## Description of the task
Change every "Locate" in the listing below to "Find", and reproduce the rest of the listing word for word.

## Records for processing
■ ■ ■ ■
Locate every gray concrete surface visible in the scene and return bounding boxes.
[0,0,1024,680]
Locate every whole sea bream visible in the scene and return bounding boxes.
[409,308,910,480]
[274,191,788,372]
■ ■ ■ ■
## Exercise result
Find every gray concrete surface visible in the scene and return bounding boxes.
[0,0,1024,680]
Find every whole sea bream visible in the scene and return bounding boxes.
[409,308,910,480]
[274,191,788,372]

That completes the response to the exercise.